Extract to read —
──────────────────────────────

Libya remains in ferment months after the Gadaffi regime was toppled and the veteran strongman later beaten to death in the street. Competing militias clash frequently as they jostle for power and influence as the interim government of the National Transitional Council struggles to impose order and stability.
Remnants of the Gadaffi regime are prime targets for these heavily armed groups. Human Rights Watch says 53 people, all suspected Gadaffi loyalists, were apparently executed at the Hotel Mahari in Sirte in October by rebels from Misrata who overran that area.
"We found 53 decomposing bodies ... at the abandoned hotel and some had their hands bound behind them when they were shot," said HRW's emergencies director Peter Bouckaert. More than 8,500 detainees, most of them accused of being Gadaffi loyalists, are currently being held by militia groups at about 60 locations, says
UN Human Rights chief Navi Pillay. So other executions may have been carried out. Amnesty has reported several deaths from torture, which it says is widespread in Libya and "carried out by officially recognised military and security entities, as well as a multitude of armed militias operating outside any legal framework".
Medecins Sans Frontieres, a Paris-based medical aid group, said on 26 January that since August its personnel had seen evidence of torture like "cigarette burns, bone fractures, tissue burns from electric shocks and renal failure from beatings ...
"Patients were brought to us in the middle of interrogation for medical care, in order to make them fit for further interrogation," MSF Director-General Christopher Stokes said. "This is unacceptable."
"A long list of abuses and missteps have led some to say that Libya hasn't changed much since the barbarism of Gaddafi," observed John Glaser of the US-based Antiwar.com website.
In a way, Iran laid the groundwork for the Arab Spring with massive street protests triggered by the hotly disputed 2009 presidential election that the reformist opposition, battered by the Islamist regime's Praetorian Guard, the Islamic Revolutionary Guards Corps, claimed was rigged to give the hardline incumbent Mahmoud Ahmadinejad a second four-year term.

──────────────────────────────

Given entries —
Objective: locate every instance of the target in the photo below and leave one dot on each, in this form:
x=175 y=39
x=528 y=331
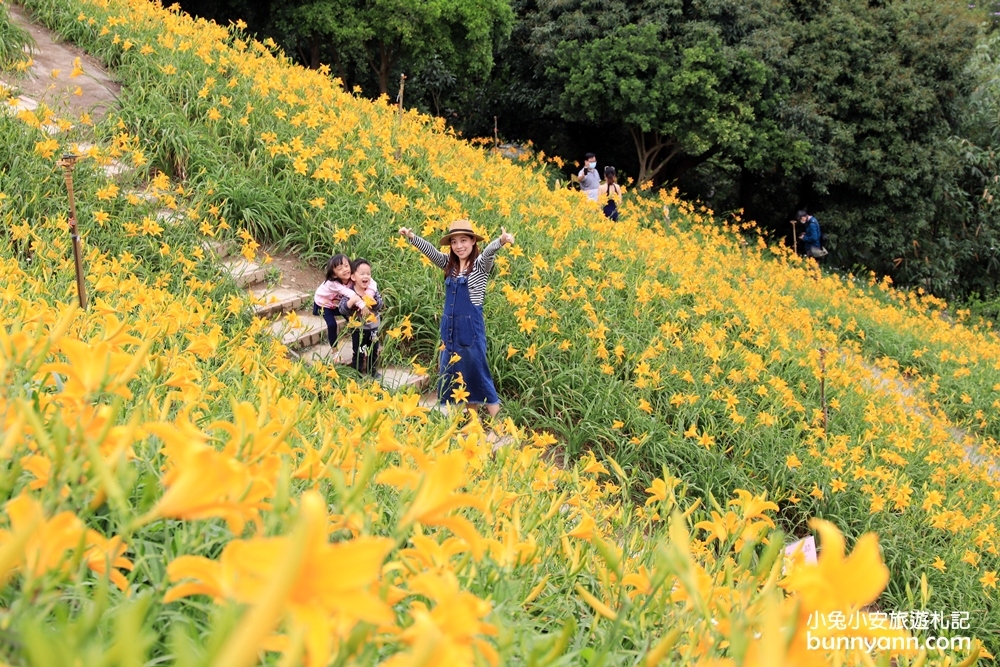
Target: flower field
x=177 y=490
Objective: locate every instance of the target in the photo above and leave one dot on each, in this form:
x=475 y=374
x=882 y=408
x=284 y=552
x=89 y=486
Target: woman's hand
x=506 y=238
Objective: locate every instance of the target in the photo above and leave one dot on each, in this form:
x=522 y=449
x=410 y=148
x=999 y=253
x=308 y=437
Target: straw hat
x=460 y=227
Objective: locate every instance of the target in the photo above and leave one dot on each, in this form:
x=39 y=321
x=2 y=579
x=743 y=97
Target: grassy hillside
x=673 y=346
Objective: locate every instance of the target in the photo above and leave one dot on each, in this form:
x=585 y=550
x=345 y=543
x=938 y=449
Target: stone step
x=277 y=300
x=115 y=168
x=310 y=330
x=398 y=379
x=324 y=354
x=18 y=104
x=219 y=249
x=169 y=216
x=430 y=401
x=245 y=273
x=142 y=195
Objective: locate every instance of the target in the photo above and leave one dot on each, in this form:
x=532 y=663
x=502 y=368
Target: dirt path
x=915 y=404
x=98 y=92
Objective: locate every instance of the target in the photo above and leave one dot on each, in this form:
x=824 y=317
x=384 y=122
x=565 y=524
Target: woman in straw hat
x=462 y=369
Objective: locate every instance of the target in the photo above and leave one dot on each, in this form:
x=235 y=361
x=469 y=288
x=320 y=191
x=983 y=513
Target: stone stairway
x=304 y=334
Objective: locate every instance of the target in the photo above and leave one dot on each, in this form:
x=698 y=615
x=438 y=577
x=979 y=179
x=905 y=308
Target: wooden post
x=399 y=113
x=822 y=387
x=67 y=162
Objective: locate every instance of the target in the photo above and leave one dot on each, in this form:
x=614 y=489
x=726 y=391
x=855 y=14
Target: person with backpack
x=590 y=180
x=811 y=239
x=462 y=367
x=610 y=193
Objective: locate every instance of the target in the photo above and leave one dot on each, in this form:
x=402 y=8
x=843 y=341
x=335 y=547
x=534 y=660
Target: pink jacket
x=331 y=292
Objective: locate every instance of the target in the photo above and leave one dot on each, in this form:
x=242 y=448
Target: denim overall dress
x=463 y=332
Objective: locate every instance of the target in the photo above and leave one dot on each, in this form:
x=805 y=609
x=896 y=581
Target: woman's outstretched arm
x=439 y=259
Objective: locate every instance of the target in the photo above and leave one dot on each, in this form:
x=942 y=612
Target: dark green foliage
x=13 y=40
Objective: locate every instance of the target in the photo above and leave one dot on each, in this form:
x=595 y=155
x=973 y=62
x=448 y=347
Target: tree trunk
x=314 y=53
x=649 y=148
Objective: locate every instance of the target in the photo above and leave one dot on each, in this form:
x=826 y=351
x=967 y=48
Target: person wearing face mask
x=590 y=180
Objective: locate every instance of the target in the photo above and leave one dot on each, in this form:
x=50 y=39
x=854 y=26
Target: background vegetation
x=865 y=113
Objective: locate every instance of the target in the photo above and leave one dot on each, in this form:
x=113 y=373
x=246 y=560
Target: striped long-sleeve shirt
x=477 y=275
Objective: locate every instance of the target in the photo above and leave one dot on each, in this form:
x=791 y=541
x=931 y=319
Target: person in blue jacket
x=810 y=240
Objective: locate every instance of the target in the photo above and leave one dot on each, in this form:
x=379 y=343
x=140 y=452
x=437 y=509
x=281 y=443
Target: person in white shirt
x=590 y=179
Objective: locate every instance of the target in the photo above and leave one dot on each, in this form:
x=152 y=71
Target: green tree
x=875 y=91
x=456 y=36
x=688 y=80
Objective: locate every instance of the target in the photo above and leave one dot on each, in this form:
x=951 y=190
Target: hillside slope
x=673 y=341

──────────────────────────────

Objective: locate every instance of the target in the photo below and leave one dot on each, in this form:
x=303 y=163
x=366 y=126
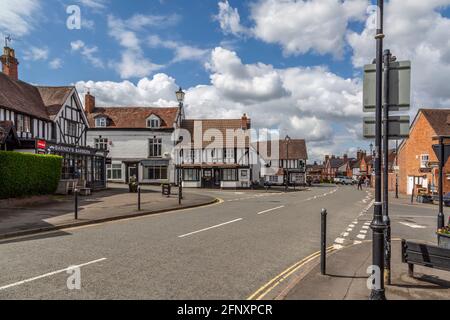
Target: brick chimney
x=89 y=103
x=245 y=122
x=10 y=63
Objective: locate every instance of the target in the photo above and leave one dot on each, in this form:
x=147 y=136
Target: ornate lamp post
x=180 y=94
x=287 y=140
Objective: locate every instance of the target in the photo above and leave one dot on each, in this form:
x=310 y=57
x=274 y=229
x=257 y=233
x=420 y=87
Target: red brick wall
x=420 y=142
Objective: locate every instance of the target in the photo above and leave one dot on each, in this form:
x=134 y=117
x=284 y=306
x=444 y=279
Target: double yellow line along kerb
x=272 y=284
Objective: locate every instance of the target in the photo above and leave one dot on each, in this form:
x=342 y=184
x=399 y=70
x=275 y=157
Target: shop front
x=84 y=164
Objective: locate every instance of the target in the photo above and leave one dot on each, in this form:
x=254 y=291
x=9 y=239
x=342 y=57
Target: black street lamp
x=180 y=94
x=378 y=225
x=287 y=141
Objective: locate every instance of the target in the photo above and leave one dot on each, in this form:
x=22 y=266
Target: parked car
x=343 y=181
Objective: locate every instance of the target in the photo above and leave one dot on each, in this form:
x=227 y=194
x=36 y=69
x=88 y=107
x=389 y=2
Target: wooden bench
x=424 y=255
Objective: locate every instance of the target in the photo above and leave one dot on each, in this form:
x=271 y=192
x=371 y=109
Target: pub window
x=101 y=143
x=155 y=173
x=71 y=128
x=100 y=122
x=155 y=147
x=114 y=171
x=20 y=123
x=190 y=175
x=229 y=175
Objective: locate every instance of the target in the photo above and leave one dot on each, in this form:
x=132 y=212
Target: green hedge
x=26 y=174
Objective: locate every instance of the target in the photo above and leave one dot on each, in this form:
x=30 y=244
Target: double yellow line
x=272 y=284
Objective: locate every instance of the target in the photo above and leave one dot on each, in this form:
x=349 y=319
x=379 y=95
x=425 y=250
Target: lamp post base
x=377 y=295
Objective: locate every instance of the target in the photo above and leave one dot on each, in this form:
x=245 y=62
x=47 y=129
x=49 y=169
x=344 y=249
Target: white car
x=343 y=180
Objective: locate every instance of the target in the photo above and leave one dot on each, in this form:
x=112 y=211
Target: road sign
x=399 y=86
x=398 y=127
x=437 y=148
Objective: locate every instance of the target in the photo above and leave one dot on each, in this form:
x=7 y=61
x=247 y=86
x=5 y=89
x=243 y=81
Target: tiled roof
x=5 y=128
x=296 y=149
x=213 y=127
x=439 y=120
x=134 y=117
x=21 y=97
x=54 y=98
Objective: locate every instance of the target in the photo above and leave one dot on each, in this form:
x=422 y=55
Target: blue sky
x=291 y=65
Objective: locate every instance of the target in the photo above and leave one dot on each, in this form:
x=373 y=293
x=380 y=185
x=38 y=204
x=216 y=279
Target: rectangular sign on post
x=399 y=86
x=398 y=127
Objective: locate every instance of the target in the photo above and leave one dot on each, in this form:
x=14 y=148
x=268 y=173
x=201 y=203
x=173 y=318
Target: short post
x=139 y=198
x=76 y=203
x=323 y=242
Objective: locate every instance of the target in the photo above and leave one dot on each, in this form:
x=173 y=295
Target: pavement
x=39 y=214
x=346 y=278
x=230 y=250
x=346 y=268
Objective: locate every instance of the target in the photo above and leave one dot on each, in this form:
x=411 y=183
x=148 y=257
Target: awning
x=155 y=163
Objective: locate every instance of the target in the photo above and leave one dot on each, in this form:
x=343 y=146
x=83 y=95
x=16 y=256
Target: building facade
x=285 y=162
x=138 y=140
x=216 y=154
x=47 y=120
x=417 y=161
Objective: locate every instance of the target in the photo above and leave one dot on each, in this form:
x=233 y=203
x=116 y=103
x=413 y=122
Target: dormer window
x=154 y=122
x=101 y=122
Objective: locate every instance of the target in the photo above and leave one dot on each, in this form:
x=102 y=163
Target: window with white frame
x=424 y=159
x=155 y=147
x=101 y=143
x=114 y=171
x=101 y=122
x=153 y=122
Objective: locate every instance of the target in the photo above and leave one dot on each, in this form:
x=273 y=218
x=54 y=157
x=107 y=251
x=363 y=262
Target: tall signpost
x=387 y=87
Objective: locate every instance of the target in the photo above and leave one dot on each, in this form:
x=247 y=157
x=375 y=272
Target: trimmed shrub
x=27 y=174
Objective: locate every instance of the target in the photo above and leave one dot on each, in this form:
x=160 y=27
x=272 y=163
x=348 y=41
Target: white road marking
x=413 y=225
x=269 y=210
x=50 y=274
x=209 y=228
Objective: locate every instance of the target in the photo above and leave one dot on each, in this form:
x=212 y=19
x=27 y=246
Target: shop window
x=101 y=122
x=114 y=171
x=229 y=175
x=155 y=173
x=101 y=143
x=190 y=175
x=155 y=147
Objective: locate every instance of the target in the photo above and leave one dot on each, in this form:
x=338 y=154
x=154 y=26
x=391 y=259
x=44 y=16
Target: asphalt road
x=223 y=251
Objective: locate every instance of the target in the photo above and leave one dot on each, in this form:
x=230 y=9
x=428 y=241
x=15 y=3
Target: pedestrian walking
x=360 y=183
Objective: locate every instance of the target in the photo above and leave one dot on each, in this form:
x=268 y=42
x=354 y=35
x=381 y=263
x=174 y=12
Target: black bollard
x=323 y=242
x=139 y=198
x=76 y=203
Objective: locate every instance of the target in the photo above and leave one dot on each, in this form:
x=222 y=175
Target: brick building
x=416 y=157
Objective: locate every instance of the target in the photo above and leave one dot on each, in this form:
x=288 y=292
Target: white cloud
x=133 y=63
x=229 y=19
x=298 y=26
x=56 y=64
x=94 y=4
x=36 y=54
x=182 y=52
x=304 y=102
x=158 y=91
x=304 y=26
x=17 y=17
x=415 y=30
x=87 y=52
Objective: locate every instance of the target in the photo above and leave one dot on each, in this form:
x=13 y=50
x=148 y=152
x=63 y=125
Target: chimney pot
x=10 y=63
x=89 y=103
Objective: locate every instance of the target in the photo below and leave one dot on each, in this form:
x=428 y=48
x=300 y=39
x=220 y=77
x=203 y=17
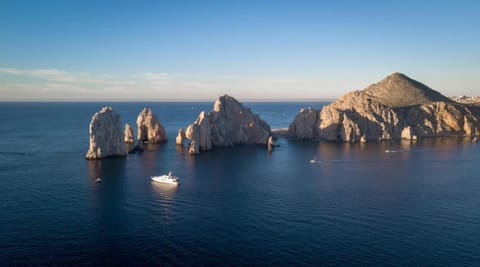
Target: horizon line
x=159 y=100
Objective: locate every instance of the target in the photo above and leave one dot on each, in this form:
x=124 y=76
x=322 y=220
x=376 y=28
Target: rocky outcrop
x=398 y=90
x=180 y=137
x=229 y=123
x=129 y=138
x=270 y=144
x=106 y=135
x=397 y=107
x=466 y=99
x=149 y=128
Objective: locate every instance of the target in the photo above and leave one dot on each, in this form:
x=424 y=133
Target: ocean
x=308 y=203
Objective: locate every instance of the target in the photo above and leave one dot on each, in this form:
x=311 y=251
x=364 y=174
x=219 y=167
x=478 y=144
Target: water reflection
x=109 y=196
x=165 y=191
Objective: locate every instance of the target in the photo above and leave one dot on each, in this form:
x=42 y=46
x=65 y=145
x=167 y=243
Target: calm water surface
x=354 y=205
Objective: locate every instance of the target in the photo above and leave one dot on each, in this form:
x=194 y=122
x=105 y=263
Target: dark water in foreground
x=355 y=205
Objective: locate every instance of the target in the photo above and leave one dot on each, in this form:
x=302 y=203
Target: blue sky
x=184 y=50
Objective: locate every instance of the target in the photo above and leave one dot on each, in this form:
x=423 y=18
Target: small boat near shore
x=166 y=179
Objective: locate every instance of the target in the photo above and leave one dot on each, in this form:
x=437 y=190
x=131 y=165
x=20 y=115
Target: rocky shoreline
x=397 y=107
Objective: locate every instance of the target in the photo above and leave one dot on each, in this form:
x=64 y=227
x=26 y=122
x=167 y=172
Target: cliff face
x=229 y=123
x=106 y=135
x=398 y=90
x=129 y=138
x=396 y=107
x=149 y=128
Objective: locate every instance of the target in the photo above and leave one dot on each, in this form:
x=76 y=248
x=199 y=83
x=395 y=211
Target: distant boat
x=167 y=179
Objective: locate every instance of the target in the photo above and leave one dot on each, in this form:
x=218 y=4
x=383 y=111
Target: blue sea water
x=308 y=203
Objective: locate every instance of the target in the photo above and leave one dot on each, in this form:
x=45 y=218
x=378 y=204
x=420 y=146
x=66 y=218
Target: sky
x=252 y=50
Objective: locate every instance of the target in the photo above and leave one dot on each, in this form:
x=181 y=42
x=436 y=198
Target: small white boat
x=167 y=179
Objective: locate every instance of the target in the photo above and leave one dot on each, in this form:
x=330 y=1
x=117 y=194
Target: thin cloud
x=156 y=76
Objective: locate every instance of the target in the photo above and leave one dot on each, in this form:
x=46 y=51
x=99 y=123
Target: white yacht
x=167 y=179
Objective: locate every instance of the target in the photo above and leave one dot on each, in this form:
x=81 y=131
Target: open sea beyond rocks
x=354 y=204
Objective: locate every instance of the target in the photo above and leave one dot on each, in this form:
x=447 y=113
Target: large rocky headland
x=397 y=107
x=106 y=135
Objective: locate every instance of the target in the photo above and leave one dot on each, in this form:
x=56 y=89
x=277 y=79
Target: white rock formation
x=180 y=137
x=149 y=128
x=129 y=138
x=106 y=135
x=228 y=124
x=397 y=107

──────────────────────────────

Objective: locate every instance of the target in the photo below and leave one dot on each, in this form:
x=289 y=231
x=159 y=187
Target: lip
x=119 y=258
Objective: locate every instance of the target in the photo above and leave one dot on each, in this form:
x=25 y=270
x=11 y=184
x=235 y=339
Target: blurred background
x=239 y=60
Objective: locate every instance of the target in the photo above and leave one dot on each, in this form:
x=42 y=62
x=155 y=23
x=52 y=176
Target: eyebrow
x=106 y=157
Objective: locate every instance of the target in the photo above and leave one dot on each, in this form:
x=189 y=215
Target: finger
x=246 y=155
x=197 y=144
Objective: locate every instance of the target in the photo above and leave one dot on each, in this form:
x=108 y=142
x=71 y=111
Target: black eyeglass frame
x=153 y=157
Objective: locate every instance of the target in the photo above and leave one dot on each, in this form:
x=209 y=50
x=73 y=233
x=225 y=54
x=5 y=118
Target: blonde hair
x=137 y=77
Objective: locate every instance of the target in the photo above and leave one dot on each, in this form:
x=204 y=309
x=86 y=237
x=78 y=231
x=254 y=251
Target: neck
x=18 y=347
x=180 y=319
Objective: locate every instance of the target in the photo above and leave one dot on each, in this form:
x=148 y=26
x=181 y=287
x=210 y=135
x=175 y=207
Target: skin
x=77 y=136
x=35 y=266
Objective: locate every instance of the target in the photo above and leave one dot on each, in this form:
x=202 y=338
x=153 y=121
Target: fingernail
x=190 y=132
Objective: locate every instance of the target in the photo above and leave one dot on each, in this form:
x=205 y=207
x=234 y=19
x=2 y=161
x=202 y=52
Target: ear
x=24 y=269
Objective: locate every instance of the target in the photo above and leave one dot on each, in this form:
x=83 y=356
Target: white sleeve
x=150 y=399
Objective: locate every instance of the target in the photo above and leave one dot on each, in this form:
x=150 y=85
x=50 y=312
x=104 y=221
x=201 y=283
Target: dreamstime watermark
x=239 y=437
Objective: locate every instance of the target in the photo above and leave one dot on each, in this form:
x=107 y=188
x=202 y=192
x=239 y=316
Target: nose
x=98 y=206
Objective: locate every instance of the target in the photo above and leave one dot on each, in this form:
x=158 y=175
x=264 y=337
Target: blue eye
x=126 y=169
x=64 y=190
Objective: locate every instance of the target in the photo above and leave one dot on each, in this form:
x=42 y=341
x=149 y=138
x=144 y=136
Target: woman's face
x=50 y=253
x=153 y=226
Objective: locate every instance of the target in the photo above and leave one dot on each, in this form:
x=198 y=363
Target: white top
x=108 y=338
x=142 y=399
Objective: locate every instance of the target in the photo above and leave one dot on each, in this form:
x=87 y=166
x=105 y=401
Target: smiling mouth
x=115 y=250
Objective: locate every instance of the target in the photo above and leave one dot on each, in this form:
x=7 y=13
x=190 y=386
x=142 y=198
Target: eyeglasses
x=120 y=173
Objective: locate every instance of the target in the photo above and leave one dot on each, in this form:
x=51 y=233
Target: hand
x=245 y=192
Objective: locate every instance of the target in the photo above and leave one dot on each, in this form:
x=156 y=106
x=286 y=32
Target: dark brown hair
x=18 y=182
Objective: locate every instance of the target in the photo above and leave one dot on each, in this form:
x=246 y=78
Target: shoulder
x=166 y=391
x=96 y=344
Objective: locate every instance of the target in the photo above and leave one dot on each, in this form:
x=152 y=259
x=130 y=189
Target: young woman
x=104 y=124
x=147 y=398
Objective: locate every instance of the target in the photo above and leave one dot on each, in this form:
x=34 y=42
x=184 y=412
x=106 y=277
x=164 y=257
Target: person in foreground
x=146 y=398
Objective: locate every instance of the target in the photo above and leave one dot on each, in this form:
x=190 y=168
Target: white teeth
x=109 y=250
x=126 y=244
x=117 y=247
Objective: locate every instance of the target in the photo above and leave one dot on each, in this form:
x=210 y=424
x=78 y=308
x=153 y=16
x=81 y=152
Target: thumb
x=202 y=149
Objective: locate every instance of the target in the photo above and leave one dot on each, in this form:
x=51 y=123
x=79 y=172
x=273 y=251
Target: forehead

──────────────────────────────

What the task asks —
Continue the article on Libya after Gadaffi's fall and Iran's 2009 election protests, starting after its last sentence.

Response to the task —
Thousands of dissidents were arrested and continue to be harassed and persecuted. Ironically, the unrest broke out two years before the so-called Arab Spring.
Human rights activists say the clerical regime has been executing scores of dissidents, usually identifying them as drug dealers or smugglers. Amnesty noted in an earlier report that of at least 600 executions in Iran in January-November 2011, a minimum of 488 were carried out for alleged narcotics offences. Admittedly Iran, a key route to the west for heroin smugglers from neighbouring Afghanistan and Pakistan, has an enormous drug problem and its treatment of those involved, including addicts, is extremely harsh under the mullahs' stern rule.
But in February 2011, Shirin Ebadi, Iranian human rights activist and former judge, who was awarded the Nobel Peace Prize in 2003, accused Tehran of using criminal charges, narcotics in particular, to ma-sk executions for political purposes. These take place behind the forbidding walls of notorious prisons like Evin in Tehran, where thousands have perished since the 1979 Islamic Revolution (as indeed they did under the Shah's rule) and Vakilabad in the eastern holy city of Mashhad, a major smuggling hub for heroin from Afghanistan.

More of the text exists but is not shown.